### EXERCISE DATA

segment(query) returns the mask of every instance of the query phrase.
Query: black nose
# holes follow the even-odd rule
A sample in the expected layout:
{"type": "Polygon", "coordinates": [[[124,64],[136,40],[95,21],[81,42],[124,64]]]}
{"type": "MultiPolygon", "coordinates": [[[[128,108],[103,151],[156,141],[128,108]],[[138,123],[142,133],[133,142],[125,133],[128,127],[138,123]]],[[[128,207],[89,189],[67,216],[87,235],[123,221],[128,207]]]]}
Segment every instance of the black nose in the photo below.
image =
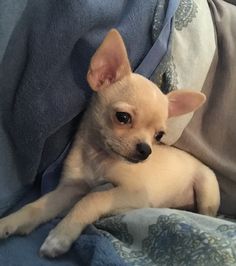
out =
{"type": "Polygon", "coordinates": [[[152,153],[150,146],[144,142],[138,143],[136,146],[136,150],[141,160],[147,159],[147,157],[152,153]]]}

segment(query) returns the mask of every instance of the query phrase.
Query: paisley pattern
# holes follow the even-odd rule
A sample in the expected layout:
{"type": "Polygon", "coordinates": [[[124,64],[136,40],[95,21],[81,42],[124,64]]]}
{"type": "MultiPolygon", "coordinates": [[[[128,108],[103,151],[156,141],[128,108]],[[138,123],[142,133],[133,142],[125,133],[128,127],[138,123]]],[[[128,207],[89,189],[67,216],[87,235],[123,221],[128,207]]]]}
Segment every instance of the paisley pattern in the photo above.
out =
{"type": "MultiPolygon", "coordinates": [[[[167,8],[167,1],[160,0],[156,7],[152,26],[153,41],[157,39],[160,34],[163,23],[163,10],[167,8]]],[[[174,28],[181,31],[187,27],[198,13],[198,6],[194,0],[181,0],[179,7],[175,13],[174,28]]],[[[170,39],[172,42],[172,39],[170,39]]],[[[161,63],[157,66],[152,74],[151,80],[156,83],[163,93],[168,93],[178,87],[178,74],[176,71],[171,50],[162,59],[161,63]]]]}
{"type": "Polygon", "coordinates": [[[153,25],[152,25],[153,42],[157,39],[157,37],[159,36],[162,30],[167,6],[168,6],[168,1],[166,0],[159,0],[157,2],[157,6],[155,9],[155,14],[153,18],[153,25]]]}
{"type": "Polygon", "coordinates": [[[198,8],[193,0],[181,0],[175,13],[175,28],[182,30],[196,17],[198,8]]]}
{"type": "MultiPolygon", "coordinates": [[[[235,229],[234,226],[234,236],[235,229]]],[[[172,265],[186,265],[188,262],[192,265],[226,265],[235,262],[230,240],[204,232],[175,214],[162,215],[156,224],[149,226],[143,250],[160,265],[164,265],[167,259],[172,265]]]]}
{"type": "Polygon", "coordinates": [[[122,222],[122,218],[123,215],[112,216],[109,218],[109,223],[106,220],[99,220],[96,222],[96,226],[99,229],[105,229],[120,241],[131,245],[133,243],[133,237],[129,234],[126,223],[122,222]]]}
{"type": "Polygon", "coordinates": [[[177,89],[178,76],[171,55],[166,55],[153,73],[151,80],[164,94],[177,89]]]}
{"type": "Polygon", "coordinates": [[[102,219],[96,226],[128,265],[236,265],[236,223],[143,209],[102,219]]]}

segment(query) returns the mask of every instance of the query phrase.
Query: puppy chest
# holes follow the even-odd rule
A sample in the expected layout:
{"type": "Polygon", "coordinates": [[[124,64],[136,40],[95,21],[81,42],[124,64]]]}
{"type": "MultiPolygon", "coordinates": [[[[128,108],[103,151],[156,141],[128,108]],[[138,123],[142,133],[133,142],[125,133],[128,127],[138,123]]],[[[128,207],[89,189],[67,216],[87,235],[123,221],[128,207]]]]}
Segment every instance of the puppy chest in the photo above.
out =
{"type": "Polygon", "coordinates": [[[92,189],[96,186],[107,182],[104,178],[104,166],[96,161],[90,161],[84,167],[84,179],[88,186],[92,189]]]}

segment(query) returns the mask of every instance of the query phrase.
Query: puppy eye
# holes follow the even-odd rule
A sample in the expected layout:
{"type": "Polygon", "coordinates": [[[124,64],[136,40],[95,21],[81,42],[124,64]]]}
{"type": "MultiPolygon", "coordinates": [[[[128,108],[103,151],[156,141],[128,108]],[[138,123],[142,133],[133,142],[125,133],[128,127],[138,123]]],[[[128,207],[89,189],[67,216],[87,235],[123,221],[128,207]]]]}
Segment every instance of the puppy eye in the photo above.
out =
{"type": "Polygon", "coordinates": [[[125,125],[131,123],[131,115],[126,112],[116,112],[116,118],[119,123],[125,125]]]}
{"type": "Polygon", "coordinates": [[[164,132],[164,131],[159,131],[159,132],[157,132],[156,135],[155,135],[155,139],[156,139],[156,141],[157,141],[157,142],[160,142],[161,139],[162,139],[162,137],[163,137],[164,135],[165,135],[165,132],[164,132]]]}

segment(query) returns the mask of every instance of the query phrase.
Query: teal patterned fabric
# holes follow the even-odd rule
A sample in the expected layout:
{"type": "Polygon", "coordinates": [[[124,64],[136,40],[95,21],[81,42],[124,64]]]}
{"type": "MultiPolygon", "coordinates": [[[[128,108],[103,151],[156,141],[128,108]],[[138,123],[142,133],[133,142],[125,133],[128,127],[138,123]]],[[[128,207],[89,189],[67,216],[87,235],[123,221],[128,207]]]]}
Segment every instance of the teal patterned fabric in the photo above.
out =
{"type": "Polygon", "coordinates": [[[96,223],[130,265],[236,265],[236,223],[171,209],[141,209],[96,223]]]}
{"type": "MultiPolygon", "coordinates": [[[[167,1],[161,0],[157,5],[157,10],[154,15],[154,22],[152,26],[153,40],[156,40],[160,33],[162,14],[160,13],[160,6],[166,8],[167,1]],[[160,14],[159,14],[160,13],[160,14]]],[[[182,31],[187,28],[196,18],[198,14],[198,5],[194,0],[180,0],[178,9],[175,13],[173,30],[182,31]]],[[[201,15],[201,14],[200,14],[201,15]]],[[[204,24],[204,22],[203,22],[204,24]]],[[[190,35],[192,38],[195,33],[190,35]]],[[[172,36],[170,37],[172,41],[172,36]]],[[[182,51],[181,51],[182,52],[182,51]]],[[[175,62],[173,60],[171,49],[166,53],[161,63],[154,71],[151,80],[156,83],[163,93],[168,93],[178,88],[178,73],[176,71],[175,62]]]]}
{"type": "Polygon", "coordinates": [[[198,7],[193,0],[181,0],[175,13],[175,28],[182,30],[196,17],[198,7]]]}

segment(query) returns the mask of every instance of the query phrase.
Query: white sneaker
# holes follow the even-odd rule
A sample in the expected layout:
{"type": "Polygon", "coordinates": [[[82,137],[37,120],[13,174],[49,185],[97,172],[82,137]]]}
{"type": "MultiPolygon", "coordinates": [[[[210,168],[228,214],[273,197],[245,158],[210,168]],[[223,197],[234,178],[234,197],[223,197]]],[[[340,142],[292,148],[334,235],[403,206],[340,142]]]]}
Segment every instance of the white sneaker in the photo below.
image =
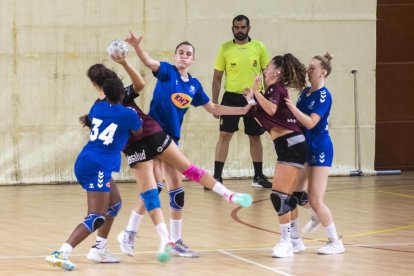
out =
{"type": "Polygon", "coordinates": [[[303,233],[313,233],[315,232],[319,226],[321,226],[321,222],[319,221],[317,216],[311,216],[310,220],[303,226],[302,232],[303,233]]]}
{"type": "Polygon", "coordinates": [[[293,248],[290,242],[281,241],[272,249],[273,258],[286,258],[293,256],[293,248]]]}
{"type": "Polygon", "coordinates": [[[293,253],[299,253],[306,249],[305,244],[303,243],[302,238],[290,238],[290,243],[292,244],[293,253]]]}
{"type": "Polygon", "coordinates": [[[106,246],[102,249],[92,247],[86,258],[97,263],[119,263],[120,261],[119,258],[109,252],[106,246]]]}
{"type": "Polygon", "coordinates": [[[134,253],[134,244],[135,244],[135,235],[137,232],[123,230],[121,233],[116,236],[119,247],[121,248],[122,253],[127,256],[133,257],[134,253]]]}
{"type": "Polygon", "coordinates": [[[187,257],[187,258],[197,258],[200,256],[197,251],[191,250],[188,245],[184,244],[182,239],[179,239],[175,242],[175,245],[171,251],[172,255],[187,257]]]}
{"type": "Polygon", "coordinates": [[[46,256],[46,262],[51,266],[61,267],[63,270],[74,270],[76,265],[69,261],[67,254],[61,251],[53,251],[52,254],[46,256]]]}
{"type": "Polygon", "coordinates": [[[324,254],[324,255],[341,254],[344,252],[345,252],[345,247],[341,239],[337,241],[328,239],[328,242],[326,243],[326,245],[318,249],[318,254],[324,254]]]}

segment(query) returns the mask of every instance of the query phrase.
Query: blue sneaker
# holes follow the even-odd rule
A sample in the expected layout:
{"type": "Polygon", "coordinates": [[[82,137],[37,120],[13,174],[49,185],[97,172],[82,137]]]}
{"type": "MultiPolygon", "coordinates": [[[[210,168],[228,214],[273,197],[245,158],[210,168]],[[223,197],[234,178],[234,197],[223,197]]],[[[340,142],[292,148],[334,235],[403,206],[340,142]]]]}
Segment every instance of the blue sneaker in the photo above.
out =
{"type": "Polygon", "coordinates": [[[252,201],[252,197],[249,194],[234,193],[230,198],[231,203],[239,204],[244,208],[252,205],[252,201]]]}
{"type": "Polygon", "coordinates": [[[76,265],[69,261],[67,256],[61,251],[53,251],[52,254],[46,257],[46,262],[51,266],[58,266],[63,270],[71,271],[76,268],[76,265]]]}

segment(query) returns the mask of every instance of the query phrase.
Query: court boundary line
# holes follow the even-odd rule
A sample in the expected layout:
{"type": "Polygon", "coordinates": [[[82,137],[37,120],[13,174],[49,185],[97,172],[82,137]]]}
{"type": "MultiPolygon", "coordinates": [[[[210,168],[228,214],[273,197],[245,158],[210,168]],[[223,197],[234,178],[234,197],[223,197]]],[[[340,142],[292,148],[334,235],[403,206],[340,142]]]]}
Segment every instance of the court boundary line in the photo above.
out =
{"type": "Polygon", "coordinates": [[[240,261],[243,261],[243,262],[246,262],[246,263],[249,263],[249,264],[252,264],[252,265],[258,266],[258,267],[260,267],[260,268],[264,268],[264,269],[270,270],[270,271],[272,271],[272,272],[276,272],[276,273],[278,273],[278,274],[280,274],[280,275],[283,275],[283,276],[292,276],[292,274],[289,274],[289,273],[286,273],[286,272],[281,271],[281,270],[279,270],[279,269],[276,269],[276,268],[273,268],[273,267],[269,267],[269,266],[266,266],[266,265],[263,265],[263,264],[257,263],[257,262],[255,262],[255,261],[252,261],[252,260],[249,260],[249,259],[246,259],[246,258],[240,257],[240,256],[238,256],[238,255],[236,255],[236,254],[232,254],[232,253],[230,253],[230,252],[227,252],[226,250],[218,250],[218,252],[220,252],[220,253],[222,253],[222,254],[224,254],[224,255],[230,256],[230,257],[232,257],[232,258],[234,258],[234,259],[237,259],[237,260],[240,260],[240,261]]]}

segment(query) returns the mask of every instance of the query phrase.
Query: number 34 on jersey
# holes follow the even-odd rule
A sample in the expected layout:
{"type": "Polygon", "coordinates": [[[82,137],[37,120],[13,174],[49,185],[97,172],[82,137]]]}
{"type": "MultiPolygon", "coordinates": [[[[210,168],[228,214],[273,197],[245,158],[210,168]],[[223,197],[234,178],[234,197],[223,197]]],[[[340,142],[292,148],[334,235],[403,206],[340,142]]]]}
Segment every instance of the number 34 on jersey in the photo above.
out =
{"type": "Polygon", "coordinates": [[[117,124],[111,123],[104,130],[99,133],[99,126],[102,124],[102,120],[93,118],[92,119],[92,129],[89,139],[95,141],[96,139],[102,140],[104,145],[109,145],[114,141],[114,134],[118,128],[117,124]]]}

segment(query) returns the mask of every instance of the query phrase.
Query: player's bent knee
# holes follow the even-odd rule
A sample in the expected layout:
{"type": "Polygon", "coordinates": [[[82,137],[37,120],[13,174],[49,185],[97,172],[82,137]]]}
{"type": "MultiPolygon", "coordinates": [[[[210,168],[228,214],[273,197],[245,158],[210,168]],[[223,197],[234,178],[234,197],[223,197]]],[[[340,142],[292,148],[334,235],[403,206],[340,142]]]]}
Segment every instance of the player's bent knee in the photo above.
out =
{"type": "Polygon", "coordinates": [[[122,207],[122,200],[110,206],[106,214],[111,217],[116,217],[119,213],[119,210],[121,210],[121,207],[122,207]]]}
{"type": "Polygon", "coordinates": [[[270,200],[279,216],[289,213],[296,207],[296,204],[294,203],[296,200],[292,200],[292,196],[283,192],[273,190],[270,194],[270,200]]]}
{"type": "Polygon", "coordinates": [[[197,167],[196,165],[190,164],[188,169],[183,171],[183,175],[190,181],[200,182],[201,178],[206,174],[206,171],[197,167]]]}
{"type": "Polygon", "coordinates": [[[105,223],[105,216],[99,214],[89,214],[83,221],[83,225],[90,233],[101,227],[105,223]]]}
{"type": "Polygon", "coordinates": [[[181,211],[184,208],[184,187],[169,191],[168,194],[171,209],[181,211]]]}
{"type": "Polygon", "coordinates": [[[148,213],[154,209],[161,208],[157,189],[151,189],[141,193],[141,198],[144,201],[145,209],[147,209],[148,213]]]}

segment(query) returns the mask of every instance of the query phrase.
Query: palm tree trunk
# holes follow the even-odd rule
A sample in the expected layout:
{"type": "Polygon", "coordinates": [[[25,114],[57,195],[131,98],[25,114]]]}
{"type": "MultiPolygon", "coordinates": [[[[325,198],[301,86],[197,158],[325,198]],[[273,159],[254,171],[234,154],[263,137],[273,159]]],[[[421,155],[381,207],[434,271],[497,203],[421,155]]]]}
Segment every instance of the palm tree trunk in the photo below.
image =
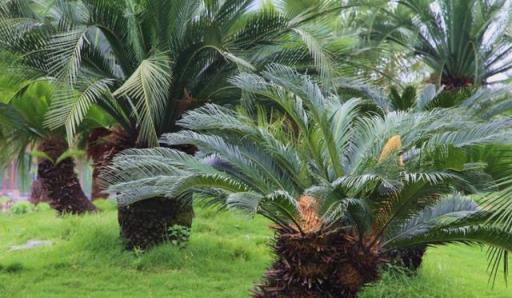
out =
{"type": "Polygon", "coordinates": [[[111,162],[111,160],[107,160],[110,156],[113,156],[110,151],[115,150],[107,139],[110,134],[110,130],[100,127],[94,129],[87,138],[86,152],[89,159],[92,160],[92,200],[107,197],[100,175],[103,168],[111,162]]]}
{"type": "Polygon", "coordinates": [[[192,204],[168,198],[147,199],[118,209],[121,236],[128,249],[148,249],[173,240],[169,228],[190,228],[193,217],[192,204]]]}
{"type": "Polygon", "coordinates": [[[409,273],[416,273],[421,266],[423,256],[427,252],[426,245],[411,248],[394,249],[385,254],[391,264],[407,269],[409,273]]]}
{"type": "Polygon", "coordinates": [[[456,91],[474,85],[472,78],[457,78],[443,75],[441,77],[441,85],[445,87],[445,90],[456,91]]]}
{"type": "Polygon", "coordinates": [[[43,183],[41,182],[41,179],[39,179],[39,176],[36,180],[32,181],[29,201],[34,205],[49,201],[48,191],[43,187],[43,183]]]}
{"type": "MultiPolygon", "coordinates": [[[[96,181],[97,196],[104,195],[101,188],[101,172],[112,163],[119,152],[140,147],[121,128],[105,133],[97,130],[91,134],[87,146],[88,155],[93,159],[93,181],[96,181]]],[[[190,148],[180,148],[185,152],[190,148]]],[[[93,196],[94,197],[94,196],[93,196]]],[[[194,217],[191,204],[183,205],[169,198],[152,198],[118,208],[118,222],[121,237],[128,249],[148,249],[169,239],[168,229],[175,225],[190,228],[194,217]]],[[[172,239],[171,239],[172,240],[172,239]]]]}
{"type": "MultiPolygon", "coordinates": [[[[68,150],[68,144],[60,137],[50,136],[39,144],[38,150],[56,161],[68,150]]],[[[73,159],[66,158],[59,163],[53,161],[39,158],[37,168],[41,188],[46,191],[50,206],[60,214],[81,214],[96,210],[80,186],[73,159]]]]}
{"type": "MultiPolygon", "coordinates": [[[[192,154],[195,148],[178,148],[192,154]]],[[[183,204],[172,198],[151,198],[118,208],[121,237],[128,249],[148,249],[166,240],[174,240],[169,228],[182,226],[190,229],[194,218],[191,203],[183,204]]]]}
{"type": "Polygon", "coordinates": [[[277,259],[253,297],[356,297],[379,278],[383,262],[378,249],[366,249],[364,242],[338,229],[301,234],[280,228],[273,245],[277,259]]]}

######

REQUIREMENT
Search the entries for the word "palm" and copy every line that has it.

RESPONSE BOX
Query: palm tree trunk
Segment every instance of the palm tree trunk in the photo below.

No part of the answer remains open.